## Short task A
Please pull out every line in the records below that contains the word "white", treating uppercase and lowercase as different.

━━━ Reading text ━━━

On August 28, 1952, Rita Dove was born in Akron, Ohio.

Her books of poetry include Collected Poems 1974–2004 (W. W. Norton, 2016), Sonata Mulattica (W. W. Norton, 2009); American Smooth (W. W. Norton, 2004); On the Bus with Rosa Parks (W. W. Norton, 1999), which was named a New York Times Notable Book of the Year and was a finalist for the National Book Critics Circle Award; Mother Love (W. W. Norton, 1995); Selected Poems (Pantheon, 1993); Grace Notes (W. W. Norton, 1989); Thomas and Beulah (Carnegia-Mellon University Press, 1986), which won the 1987 Pulitzer Prize for poetry; Museum (Carnegie-Mellon University Press, 1983); and The Yellow House on the Corner (Carnegie-Mellon University Press, 1980).

In addition to poetry, Dove has published a book of short stories, Fifth Sunday (University of Kentucky Press, 1985), the novel Through the Ivory Gate (Pantheon, 1992), essays in The Poet's World and the verse drama The Darker Face of the Earth (Story Line Press, 1994). She also edited The Best American Poetry 2000 and The Penguin Anthology of Twentieth-Century American Poetry (Penguin, 2011).

Dove's work traverses a wide range of landscapes, applying an unflinching eye upon historical and political events. In American Smooth, she reflects on her experiences with ballroom dancing. "For Dove, dance is an implicit parallel to poetry," said Emily Nussbaum in The New York Times review of the collection. "Each is an expression of grace performed within limits; each an art weighted by history but malleable enough to form something utterly new." Her latest work, Sonata Mulattica, is a poetic treatise on the life of nineteenth-century, biracial violinist George Polgreen Bridgetower and his friendship with Ludwig van Beethoven.

━━━ Available records ━━━

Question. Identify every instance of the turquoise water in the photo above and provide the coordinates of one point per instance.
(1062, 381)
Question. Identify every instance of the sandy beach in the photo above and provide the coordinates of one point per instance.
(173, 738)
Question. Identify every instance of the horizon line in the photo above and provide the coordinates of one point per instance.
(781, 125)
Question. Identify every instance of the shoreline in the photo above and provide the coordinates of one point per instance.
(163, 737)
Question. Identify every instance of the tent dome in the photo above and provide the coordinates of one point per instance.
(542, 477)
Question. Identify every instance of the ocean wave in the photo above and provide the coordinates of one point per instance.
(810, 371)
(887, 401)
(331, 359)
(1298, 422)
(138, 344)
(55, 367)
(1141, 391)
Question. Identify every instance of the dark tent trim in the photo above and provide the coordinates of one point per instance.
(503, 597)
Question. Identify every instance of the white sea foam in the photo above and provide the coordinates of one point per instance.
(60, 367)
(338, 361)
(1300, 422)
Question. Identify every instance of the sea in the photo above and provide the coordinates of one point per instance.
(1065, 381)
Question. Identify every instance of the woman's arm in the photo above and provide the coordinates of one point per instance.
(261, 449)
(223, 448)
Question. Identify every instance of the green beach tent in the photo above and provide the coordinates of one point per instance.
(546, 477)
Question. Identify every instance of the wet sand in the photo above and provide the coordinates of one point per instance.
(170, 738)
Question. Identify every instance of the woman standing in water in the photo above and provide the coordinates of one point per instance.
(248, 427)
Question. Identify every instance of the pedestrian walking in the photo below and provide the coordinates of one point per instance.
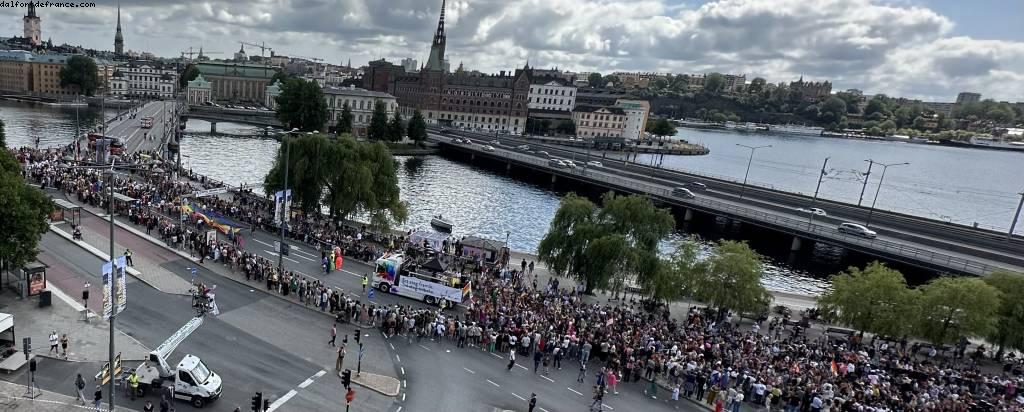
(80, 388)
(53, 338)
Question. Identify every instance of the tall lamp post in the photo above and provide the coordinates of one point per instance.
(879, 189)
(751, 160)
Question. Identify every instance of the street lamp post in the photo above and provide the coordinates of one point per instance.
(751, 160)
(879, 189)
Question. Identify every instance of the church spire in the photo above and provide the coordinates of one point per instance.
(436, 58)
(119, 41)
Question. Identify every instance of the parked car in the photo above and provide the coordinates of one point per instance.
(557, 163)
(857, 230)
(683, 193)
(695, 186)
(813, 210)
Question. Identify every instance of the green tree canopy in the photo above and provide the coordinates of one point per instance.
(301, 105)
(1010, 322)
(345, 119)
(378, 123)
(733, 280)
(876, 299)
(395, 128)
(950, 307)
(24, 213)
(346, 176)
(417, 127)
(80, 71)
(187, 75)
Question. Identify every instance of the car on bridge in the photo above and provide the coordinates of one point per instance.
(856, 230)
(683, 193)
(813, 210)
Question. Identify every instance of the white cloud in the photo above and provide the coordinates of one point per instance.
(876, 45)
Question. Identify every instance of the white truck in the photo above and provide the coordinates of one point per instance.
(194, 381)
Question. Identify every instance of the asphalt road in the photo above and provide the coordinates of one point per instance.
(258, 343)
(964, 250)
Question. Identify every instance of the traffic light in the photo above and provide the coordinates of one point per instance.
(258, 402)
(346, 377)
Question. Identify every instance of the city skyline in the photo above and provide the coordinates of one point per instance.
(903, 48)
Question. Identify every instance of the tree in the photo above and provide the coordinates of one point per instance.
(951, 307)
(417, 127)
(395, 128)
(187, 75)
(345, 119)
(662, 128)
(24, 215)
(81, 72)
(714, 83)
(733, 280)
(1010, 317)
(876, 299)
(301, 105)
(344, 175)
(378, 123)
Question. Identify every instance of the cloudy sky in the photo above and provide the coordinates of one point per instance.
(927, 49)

━━━
━━━ Available records ━━━

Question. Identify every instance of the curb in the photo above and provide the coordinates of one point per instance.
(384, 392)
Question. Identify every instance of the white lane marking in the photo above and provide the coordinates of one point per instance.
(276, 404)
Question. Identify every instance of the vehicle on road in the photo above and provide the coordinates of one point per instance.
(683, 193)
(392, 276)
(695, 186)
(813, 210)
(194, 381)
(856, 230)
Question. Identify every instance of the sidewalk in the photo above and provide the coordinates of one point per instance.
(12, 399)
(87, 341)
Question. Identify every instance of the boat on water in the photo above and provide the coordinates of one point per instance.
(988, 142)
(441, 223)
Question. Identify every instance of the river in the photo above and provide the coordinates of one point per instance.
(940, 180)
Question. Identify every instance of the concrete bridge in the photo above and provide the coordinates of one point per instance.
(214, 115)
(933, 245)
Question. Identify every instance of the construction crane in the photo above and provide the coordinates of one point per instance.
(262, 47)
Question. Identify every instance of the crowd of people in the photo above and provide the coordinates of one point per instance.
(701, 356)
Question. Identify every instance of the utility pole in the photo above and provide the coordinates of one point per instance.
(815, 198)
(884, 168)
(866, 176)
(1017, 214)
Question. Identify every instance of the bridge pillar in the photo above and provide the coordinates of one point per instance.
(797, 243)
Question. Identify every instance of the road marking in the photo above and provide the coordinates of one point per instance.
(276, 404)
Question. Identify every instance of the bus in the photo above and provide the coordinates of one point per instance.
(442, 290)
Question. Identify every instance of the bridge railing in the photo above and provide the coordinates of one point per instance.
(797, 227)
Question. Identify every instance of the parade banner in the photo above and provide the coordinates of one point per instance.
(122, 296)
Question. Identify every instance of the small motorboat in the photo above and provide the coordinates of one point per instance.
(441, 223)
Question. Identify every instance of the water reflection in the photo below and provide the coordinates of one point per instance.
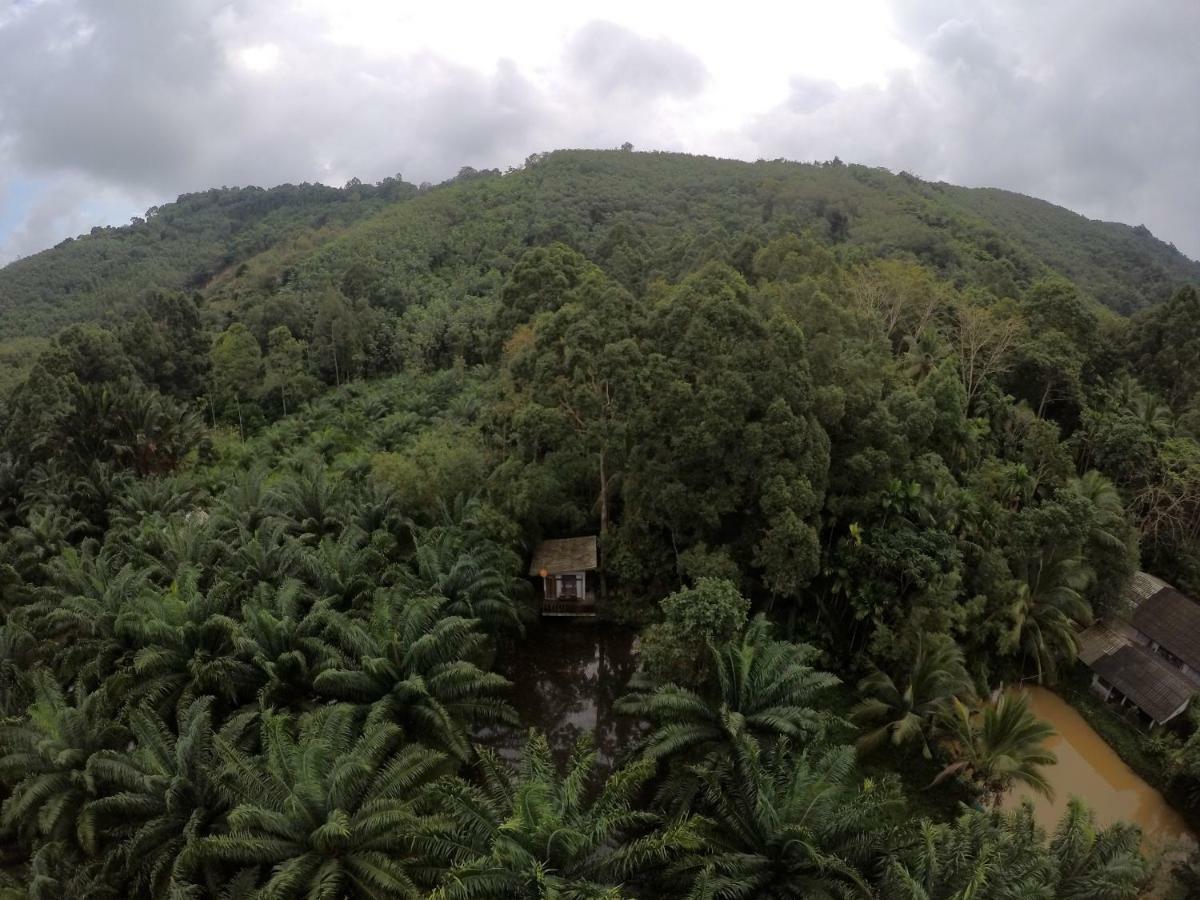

━━━

## Short task B
Translate this sentence from the text about Rita Dove into Spanish: "On August 28, 1952, Rita Dove was born in Akron, Ohio."

## Complete output A
Question. Identify every instance of the white sea foam in the photo above and provide the coordinates of one point per instance.
Question. Identify every instance of the white cloud in the photo above and provide the coordinates of one point per instance.
Question. Identify every instance of the white truck in the photo above and provide the coordinates of one point per instance.
Question. Identify every instance of the white lane marking in the photo above and provide the coordinates of one point per instance.

## Complete output B
El 28 de agosto de 1952, Rita Dove nació en Akron, Ohio.